╭─ PAGE

Other processes involve task forces, which involve broader community interests, and mediation. Mediation was how Minneapolis resolved a difficult dispute over a light-rail line. In this case, you see the importance of fairness in a process. The compromise was reached after the mediator proposed it, but it was pretty much the same set of ideas others had suggested. When it came this time from a neutral party, city officials took it to heart.

Finally, there are those compromises that are so complex they defy easy description. Detroit’s “grand bargain,” by which it will exit bankruptcy in the months ahead, is a web of compromises involving a federal bankruptcy judge, the governor, the city’s emergency manager, state legislative leaders, foundation leaders, the mayor, business executives, Wall Street interests, labor leaders, and a host of others. Which parts of the bargain were contributed by leaders and which came as a result of the bankruptcy process? Hard to say precisely, but the biggest elements (including the foundations stepping in to support the art museum) were clearly the work of creative leaders.

So, how can you report on compromises in your city in new ways? Well, you can start by reverse engineering them. That is, you can begin with the deal, which is almost always announced publicly, then ask who was involved at each step and how each element of the compromise fell into place. I promise you this will make a great narrative that will tell you and your readers much about how your city works.

Then you can ask not only how the compromise came about but why. People usually agree to things involving sacrifice only because they fear an alternative. So what were the alternatives? And how were they presented to the different interest groups? (This alone may be a fascinating story, as you may see that the alternatives presented to one side were the opposites of what was presented to the other.)

Finally, you can revisit some earlier compromises. Some likely will have failed. Why? Were they too ambitious, not ambitious enough—or were they designed (consciously or not) for failure? If they were designed for failure, what were the design flaws? For those compromises that succeeded, again . . . why? Did the interests find the alternatives so frightening that they stuck with the bargain through good times and bad? Did participants discover over time that there was hidden value in this new way of doing things? Or did the interests just move on to other issues?

What about the personalities and processes behind these compromises? What makes some leaders good at crafting deals? Do they use a standard way (some leaders use anger and threats, others tend toward calmness and reason) or does each situation demand a different approach? If they sent the dispute through a process, what was the process? Why did it work? Why did people accept it as a legitimate way of deciding these things?

╰─

## WHAT IS EXPECTED
List every question in the paragraph of the piece on city compromises that begins "What about the personalities and processes behind these compromises?"

╭─ SUPPLIED DATA

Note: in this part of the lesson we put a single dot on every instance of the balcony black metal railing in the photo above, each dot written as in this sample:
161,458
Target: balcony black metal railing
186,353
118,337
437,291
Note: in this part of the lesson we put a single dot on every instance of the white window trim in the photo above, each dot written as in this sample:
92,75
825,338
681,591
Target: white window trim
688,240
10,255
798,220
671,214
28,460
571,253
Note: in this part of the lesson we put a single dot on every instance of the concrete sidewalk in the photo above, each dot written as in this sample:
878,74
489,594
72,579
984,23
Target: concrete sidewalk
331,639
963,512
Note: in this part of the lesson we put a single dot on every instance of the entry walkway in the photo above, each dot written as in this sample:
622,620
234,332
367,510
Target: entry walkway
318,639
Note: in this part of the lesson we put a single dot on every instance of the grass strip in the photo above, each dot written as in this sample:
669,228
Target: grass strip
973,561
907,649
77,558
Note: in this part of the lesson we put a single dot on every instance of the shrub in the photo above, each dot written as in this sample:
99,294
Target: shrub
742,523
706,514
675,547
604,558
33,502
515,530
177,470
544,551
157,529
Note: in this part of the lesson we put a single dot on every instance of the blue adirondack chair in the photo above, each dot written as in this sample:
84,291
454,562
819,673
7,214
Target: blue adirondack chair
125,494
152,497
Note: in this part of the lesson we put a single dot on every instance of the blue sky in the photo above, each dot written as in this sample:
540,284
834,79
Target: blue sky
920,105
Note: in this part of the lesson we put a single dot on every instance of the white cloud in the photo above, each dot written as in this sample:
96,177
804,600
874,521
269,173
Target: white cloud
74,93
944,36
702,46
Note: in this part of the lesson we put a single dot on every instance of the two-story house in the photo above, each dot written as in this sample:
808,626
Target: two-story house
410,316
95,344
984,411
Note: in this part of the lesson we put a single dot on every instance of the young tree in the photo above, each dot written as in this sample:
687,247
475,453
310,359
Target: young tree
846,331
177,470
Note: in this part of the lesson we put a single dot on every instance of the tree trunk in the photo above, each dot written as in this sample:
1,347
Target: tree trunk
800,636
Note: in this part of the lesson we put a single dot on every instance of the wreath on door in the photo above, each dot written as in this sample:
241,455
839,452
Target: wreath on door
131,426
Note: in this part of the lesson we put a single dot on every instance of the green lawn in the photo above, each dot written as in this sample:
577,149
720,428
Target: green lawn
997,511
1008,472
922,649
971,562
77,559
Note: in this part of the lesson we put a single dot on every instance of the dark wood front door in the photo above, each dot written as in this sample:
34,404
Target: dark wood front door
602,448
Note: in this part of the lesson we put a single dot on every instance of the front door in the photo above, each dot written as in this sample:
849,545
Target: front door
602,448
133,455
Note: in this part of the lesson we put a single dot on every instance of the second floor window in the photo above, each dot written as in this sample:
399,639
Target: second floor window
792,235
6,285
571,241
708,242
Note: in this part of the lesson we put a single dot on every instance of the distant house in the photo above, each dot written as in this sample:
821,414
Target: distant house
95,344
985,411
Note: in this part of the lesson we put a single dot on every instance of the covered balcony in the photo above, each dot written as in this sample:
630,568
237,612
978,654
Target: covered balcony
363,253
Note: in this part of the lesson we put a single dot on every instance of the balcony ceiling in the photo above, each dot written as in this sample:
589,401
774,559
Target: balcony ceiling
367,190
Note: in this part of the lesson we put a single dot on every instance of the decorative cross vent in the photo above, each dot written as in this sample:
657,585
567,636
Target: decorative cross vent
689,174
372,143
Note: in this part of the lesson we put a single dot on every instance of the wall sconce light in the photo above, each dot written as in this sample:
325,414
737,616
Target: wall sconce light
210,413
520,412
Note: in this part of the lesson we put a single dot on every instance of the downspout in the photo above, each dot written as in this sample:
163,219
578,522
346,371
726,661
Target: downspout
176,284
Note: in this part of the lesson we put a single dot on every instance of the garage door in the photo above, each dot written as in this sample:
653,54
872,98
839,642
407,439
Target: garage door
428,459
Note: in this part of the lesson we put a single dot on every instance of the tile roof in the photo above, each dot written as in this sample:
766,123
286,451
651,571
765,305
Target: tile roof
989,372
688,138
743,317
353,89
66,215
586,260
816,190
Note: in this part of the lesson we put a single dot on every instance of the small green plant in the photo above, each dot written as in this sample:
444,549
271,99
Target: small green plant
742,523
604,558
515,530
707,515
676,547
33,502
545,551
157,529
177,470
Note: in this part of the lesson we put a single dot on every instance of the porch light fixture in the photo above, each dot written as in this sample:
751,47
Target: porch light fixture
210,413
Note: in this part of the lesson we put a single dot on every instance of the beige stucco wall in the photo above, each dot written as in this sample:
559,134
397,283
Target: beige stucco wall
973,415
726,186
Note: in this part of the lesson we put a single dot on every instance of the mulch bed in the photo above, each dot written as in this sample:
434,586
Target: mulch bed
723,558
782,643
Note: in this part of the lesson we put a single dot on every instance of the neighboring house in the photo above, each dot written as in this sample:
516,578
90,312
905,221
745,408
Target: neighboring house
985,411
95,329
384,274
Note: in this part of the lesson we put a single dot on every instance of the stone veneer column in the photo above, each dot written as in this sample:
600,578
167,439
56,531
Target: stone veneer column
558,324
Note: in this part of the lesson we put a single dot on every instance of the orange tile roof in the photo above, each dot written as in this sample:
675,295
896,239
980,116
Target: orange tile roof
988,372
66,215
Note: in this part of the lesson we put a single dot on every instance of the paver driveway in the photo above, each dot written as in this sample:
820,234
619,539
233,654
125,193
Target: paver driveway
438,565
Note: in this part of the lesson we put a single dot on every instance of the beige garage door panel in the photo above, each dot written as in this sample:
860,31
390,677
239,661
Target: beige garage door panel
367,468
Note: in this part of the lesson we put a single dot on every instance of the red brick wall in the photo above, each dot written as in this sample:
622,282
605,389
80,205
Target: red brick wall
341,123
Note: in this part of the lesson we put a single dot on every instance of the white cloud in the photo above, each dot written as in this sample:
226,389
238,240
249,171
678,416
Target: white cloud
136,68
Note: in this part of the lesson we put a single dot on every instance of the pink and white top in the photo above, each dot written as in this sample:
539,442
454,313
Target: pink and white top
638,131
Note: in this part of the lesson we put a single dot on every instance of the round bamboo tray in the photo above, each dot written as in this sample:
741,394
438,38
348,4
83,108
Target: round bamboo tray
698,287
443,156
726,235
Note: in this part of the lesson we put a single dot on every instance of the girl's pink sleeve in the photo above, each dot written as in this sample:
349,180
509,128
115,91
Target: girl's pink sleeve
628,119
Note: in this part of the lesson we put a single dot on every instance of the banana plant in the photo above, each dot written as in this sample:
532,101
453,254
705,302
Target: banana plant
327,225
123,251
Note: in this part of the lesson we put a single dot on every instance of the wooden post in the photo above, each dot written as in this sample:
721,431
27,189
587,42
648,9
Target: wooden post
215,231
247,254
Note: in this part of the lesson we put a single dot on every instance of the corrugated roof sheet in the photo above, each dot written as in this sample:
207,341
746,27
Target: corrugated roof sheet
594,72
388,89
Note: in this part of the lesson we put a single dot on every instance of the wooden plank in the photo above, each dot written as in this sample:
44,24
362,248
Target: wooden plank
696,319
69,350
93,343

╰─

## CORRECT RESULT
1. What about the personalities and processes behind these compromises?
2. What makes some leaders good at crafting deals?
3. Do they use a standard way (some leaders use anger and threats, others tend toward calmness and reason) or does each situation demand a different approach?
4. If they sent the dispute through a process, what was the process?
5. Why did it work?
6. Why did people accept it as a legitimate way of deciding these things?